* Stated task
Reproduce the rows from the line containing "every strawberry present." through the end of the rows, renaming "JSON object" to "JSON record" and leaving everything else unchanged. Omit the pictures from your answer.
## START Given data
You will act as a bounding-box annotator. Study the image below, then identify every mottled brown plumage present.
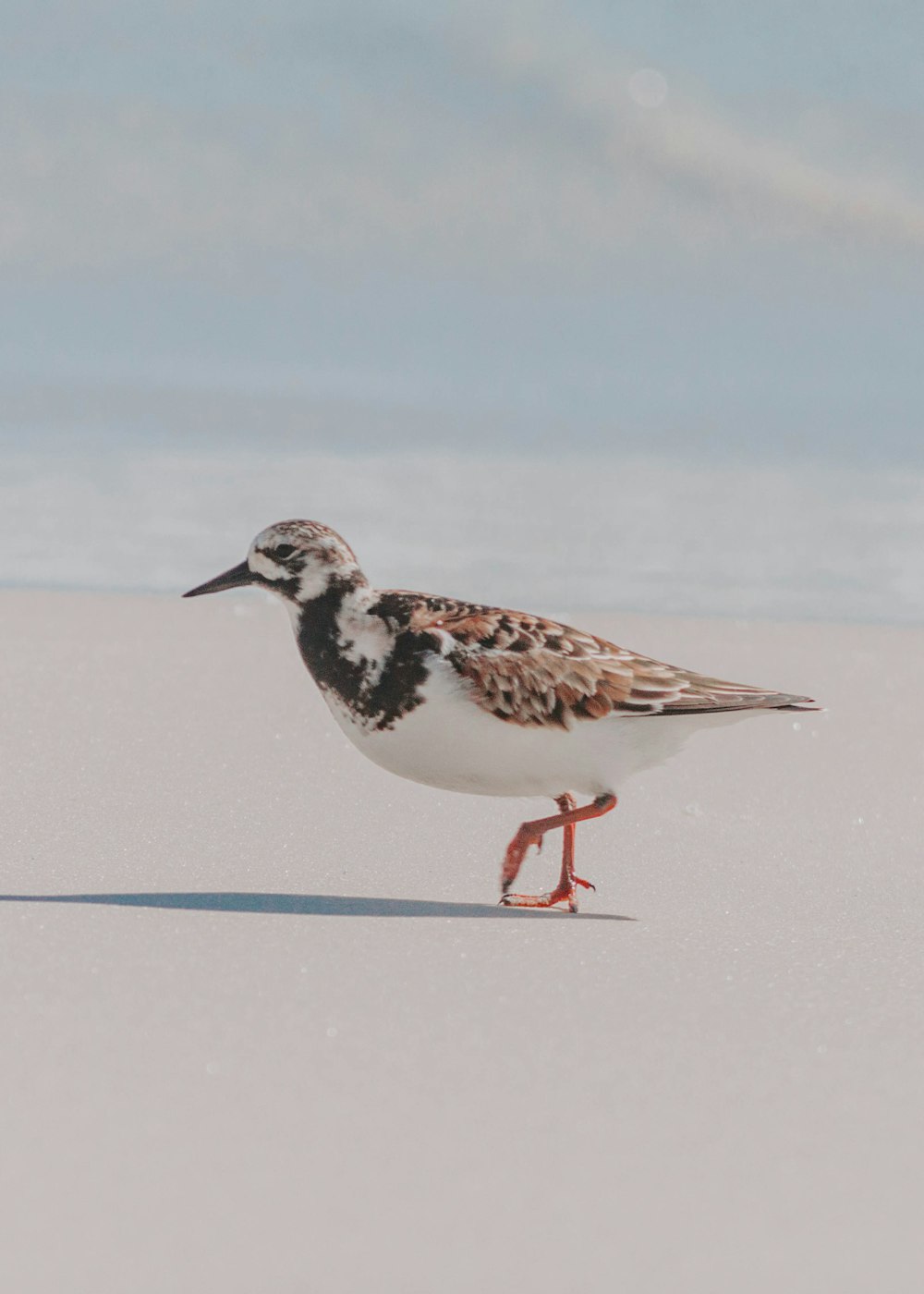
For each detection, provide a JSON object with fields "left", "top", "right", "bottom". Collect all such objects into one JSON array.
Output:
[{"left": 404, "top": 592, "right": 810, "bottom": 727}]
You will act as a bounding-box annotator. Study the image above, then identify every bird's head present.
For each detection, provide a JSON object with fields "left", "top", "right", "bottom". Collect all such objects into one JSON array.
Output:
[{"left": 184, "top": 521, "right": 365, "bottom": 603}]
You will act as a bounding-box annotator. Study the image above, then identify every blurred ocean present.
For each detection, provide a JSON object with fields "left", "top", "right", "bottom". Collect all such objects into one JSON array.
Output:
[{"left": 0, "top": 428, "right": 924, "bottom": 624}]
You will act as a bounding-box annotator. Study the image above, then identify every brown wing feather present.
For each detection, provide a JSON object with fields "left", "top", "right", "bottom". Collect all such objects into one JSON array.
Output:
[{"left": 409, "top": 598, "right": 813, "bottom": 727}]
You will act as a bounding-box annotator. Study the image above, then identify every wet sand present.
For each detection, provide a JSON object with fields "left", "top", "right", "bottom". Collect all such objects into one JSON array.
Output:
[{"left": 0, "top": 592, "right": 924, "bottom": 1294}]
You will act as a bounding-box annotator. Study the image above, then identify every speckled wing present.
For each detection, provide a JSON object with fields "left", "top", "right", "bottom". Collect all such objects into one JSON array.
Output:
[{"left": 410, "top": 599, "right": 817, "bottom": 727}]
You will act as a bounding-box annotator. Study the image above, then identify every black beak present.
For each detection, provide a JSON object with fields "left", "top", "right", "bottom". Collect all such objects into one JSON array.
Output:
[{"left": 182, "top": 562, "right": 259, "bottom": 598}]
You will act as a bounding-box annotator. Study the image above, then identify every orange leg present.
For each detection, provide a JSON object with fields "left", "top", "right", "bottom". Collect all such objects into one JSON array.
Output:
[{"left": 501, "top": 792, "right": 616, "bottom": 912}]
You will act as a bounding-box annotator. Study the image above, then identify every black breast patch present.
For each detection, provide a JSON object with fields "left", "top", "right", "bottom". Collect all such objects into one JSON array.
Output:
[{"left": 299, "top": 583, "right": 436, "bottom": 731}]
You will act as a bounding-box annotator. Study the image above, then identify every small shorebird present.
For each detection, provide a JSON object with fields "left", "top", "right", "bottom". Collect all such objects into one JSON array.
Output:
[{"left": 184, "top": 521, "right": 818, "bottom": 912}]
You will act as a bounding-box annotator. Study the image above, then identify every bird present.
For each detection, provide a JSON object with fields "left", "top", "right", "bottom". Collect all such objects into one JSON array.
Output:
[{"left": 182, "top": 520, "right": 821, "bottom": 912}]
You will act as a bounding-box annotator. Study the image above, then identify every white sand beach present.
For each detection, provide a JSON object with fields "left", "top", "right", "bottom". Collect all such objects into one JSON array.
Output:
[{"left": 0, "top": 590, "right": 924, "bottom": 1294}]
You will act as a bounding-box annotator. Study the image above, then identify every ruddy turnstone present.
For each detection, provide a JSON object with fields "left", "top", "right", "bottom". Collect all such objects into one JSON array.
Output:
[{"left": 184, "top": 521, "right": 818, "bottom": 912}]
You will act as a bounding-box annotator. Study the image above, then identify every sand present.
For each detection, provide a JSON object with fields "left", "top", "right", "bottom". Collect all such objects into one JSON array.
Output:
[{"left": 0, "top": 592, "right": 924, "bottom": 1294}]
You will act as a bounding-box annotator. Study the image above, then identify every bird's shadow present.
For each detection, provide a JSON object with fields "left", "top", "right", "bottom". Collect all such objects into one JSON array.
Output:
[{"left": 0, "top": 890, "right": 634, "bottom": 922}]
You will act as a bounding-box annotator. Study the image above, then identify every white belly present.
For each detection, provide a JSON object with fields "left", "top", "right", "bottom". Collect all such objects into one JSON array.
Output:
[{"left": 312, "top": 657, "right": 768, "bottom": 796}]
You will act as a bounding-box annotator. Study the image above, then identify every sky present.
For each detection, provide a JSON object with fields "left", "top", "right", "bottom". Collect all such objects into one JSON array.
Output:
[{"left": 0, "top": 0, "right": 924, "bottom": 466}]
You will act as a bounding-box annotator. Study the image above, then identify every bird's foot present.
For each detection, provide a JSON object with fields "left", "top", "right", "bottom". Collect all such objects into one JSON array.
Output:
[
  {"left": 501, "top": 876, "right": 597, "bottom": 912},
  {"left": 501, "top": 822, "right": 542, "bottom": 894}
]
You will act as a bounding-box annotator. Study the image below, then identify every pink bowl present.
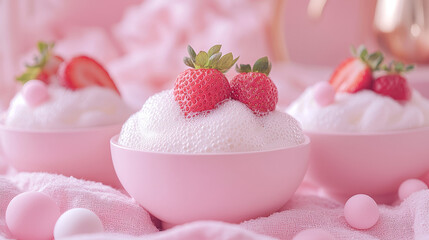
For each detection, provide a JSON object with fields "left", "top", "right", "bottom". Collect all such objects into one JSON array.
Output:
[
  {"left": 306, "top": 128, "right": 429, "bottom": 203},
  {"left": 0, "top": 124, "right": 122, "bottom": 187},
  {"left": 110, "top": 136, "right": 310, "bottom": 226}
]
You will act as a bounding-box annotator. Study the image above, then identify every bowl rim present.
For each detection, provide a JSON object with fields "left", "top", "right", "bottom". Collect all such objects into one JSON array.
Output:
[
  {"left": 0, "top": 121, "right": 123, "bottom": 134},
  {"left": 110, "top": 134, "right": 311, "bottom": 156},
  {"left": 303, "top": 126, "right": 429, "bottom": 137}
]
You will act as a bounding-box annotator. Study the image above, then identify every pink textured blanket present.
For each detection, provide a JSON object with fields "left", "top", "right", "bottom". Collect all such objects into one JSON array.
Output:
[{"left": 0, "top": 173, "right": 429, "bottom": 240}]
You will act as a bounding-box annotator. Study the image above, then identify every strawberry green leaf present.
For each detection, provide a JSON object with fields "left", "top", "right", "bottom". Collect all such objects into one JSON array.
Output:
[
  {"left": 183, "top": 57, "right": 195, "bottom": 68},
  {"left": 208, "top": 52, "right": 222, "bottom": 68},
  {"left": 16, "top": 67, "right": 42, "bottom": 84},
  {"left": 253, "top": 57, "right": 270, "bottom": 75},
  {"left": 216, "top": 53, "right": 233, "bottom": 71},
  {"left": 188, "top": 45, "right": 197, "bottom": 62},
  {"left": 208, "top": 45, "right": 222, "bottom": 57},
  {"left": 235, "top": 64, "right": 252, "bottom": 73},
  {"left": 183, "top": 45, "right": 238, "bottom": 72},
  {"left": 195, "top": 51, "right": 209, "bottom": 69},
  {"left": 382, "top": 60, "right": 414, "bottom": 74}
]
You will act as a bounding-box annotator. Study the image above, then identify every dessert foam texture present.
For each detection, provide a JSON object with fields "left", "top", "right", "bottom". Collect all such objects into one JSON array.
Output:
[
  {"left": 119, "top": 90, "right": 305, "bottom": 153},
  {"left": 5, "top": 86, "right": 132, "bottom": 129}
]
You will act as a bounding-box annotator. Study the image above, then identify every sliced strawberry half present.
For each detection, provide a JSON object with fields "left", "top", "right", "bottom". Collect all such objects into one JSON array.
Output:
[
  {"left": 329, "top": 46, "right": 383, "bottom": 93},
  {"left": 329, "top": 58, "right": 372, "bottom": 93},
  {"left": 60, "top": 56, "right": 120, "bottom": 94}
]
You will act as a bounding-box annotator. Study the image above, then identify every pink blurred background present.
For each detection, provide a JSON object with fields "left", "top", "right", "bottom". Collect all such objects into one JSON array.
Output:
[{"left": 0, "top": 0, "right": 414, "bottom": 109}]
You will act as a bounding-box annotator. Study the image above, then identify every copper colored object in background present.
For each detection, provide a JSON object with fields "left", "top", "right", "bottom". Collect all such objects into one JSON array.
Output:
[{"left": 374, "top": 0, "right": 429, "bottom": 63}]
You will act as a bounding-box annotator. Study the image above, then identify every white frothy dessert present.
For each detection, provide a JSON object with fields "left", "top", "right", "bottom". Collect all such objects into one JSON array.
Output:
[
  {"left": 4, "top": 86, "right": 132, "bottom": 129},
  {"left": 286, "top": 86, "right": 429, "bottom": 132},
  {"left": 119, "top": 90, "right": 305, "bottom": 153}
]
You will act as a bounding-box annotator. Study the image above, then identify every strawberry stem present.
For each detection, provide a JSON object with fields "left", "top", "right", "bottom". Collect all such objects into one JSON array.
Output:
[
  {"left": 235, "top": 56, "right": 272, "bottom": 76},
  {"left": 383, "top": 60, "right": 414, "bottom": 74},
  {"left": 183, "top": 45, "right": 239, "bottom": 73},
  {"left": 16, "top": 42, "right": 55, "bottom": 84},
  {"left": 350, "top": 45, "right": 384, "bottom": 71}
]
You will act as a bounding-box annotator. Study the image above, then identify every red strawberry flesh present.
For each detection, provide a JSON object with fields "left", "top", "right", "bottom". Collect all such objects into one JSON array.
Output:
[
  {"left": 372, "top": 74, "right": 412, "bottom": 101},
  {"left": 174, "top": 69, "right": 231, "bottom": 116},
  {"left": 60, "top": 56, "right": 119, "bottom": 94},
  {"left": 329, "top": 58, "right": 372, "bottom": 93},
  {"left": 231, "top": 72, "right": 278, "bottom": 115}
]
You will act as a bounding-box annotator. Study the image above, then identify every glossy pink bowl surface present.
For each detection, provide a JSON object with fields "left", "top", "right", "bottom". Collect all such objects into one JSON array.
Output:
[
  {"left": 111, "top": 136, "right": 310, "bottom": 225},
  {"left": 306, "top": 128, "right": 429, "bottom": 203},
  {"left": 0, "top": 124, "right": 122, "bottom": 187}
]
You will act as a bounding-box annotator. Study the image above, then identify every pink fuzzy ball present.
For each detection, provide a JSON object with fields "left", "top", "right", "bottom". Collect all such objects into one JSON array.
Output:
[
  {"left": 5, "top": 192, "right": 60, "bottom": 240},
  {"left": 344, "top": 194, "right": 380, "bottom": 229}
]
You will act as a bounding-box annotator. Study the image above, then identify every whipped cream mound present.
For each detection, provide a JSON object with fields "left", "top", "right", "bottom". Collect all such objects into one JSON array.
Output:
[
  {"left": 4, "top": 86, "right": 132, "bottom": 129},
  {"left": 286, "top": 87, "right": 429, "bottom": 132},
  {"left": 119, "top": 90, "right": 305, "bottom": 153}
]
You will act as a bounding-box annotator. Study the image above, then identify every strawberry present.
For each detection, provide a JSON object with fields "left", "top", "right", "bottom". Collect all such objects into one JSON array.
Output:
[
  {"left": 372, "top": 61, "right": 414, "bottom": 101},
  {"left": 329, "top": 46, "right": 383, "bottom": 93},
  {"left": 17, "top": 42, "right": 64, "bottom": 84},
  {"left": 231, "top": 57, "right": 278, "bottom": 116},
  {"left": 173, "top": 45, "right": 238, "bottom": 117},
  {"left": 59, "top": 56, "right": 119, "bottom": 94}
]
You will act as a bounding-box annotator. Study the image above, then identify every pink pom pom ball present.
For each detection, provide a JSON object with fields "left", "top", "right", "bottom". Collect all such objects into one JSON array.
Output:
[
  {"left": 314, "top": 82, "right": 335, "bottom": 107},
  {"left": 292, "top": 228, "right": 335, "bottom": 240},
  {"left": 54, "top": 208, "right": 104, "bottom": 239},
  {"left": 344, "top": 194, "right": 380, "bottom": 229},
  {"left": 22, "top": 80, "right": 49, "bottom": 107},
  {"left": 5, "top": 192, "right": 60, "bottom": 240},
  {"left": 398, "top": 179, "right": 428, "bottom": 201}
]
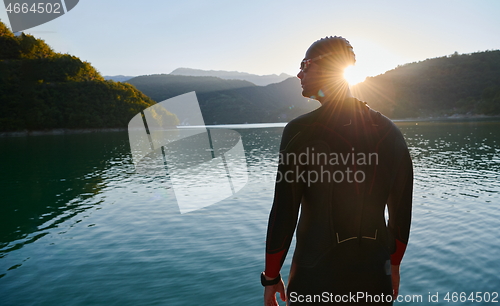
## END Given data
* Exercise output
You will act as a bounding-box annotator. Study the image above, then identify every strawberry present.
For each detection, provide a JSON record with fields "left", "top", "right", "bottom". Collect all such objects into one JSON array.
Output:
[
  {"left": 372, "top": 61, "right": 414, "bottom": 101},
  {"left": 329, "top": 46, "right": 383, "bottom": 93},
  {"left": 17, "top": 42, "right": 64, "bottom": 84},
  {"left": 231, "top": 57, "right": 278, "bottom": 116},
  {"left": 173, "top": 45, "right": 238, "bottom": 117},
  {"left": 59, "top": 56, "right": 119, "bottom": 94}
]
You will act as a bounding-box annotator. Study the image above, then identify every pink pom pom ball present.
For each detection, provide a JSON record with fields "left", "top", "right", "bottom". Collect all such objects into one JSON array.
Output:
[
  {"left": 314, "top": 82, "right": 335, "bottom": 107},
  {"left": 292, "top": 228, "right": 335, "bottom": 240},
  {"left": 54, "top": 208, "right": 104, "bottom": 239},
  {"left": 344, "top": 194, "right": 380, "bottom": 229},
  {"left": 22, "top": 80, "right": 49, "bottom": 107},
  {"left": 5, "top": 192, "right": 60, "bottom": 240},
  {"left": 398, "top": 179, "right": 428, "bottom": 201}
]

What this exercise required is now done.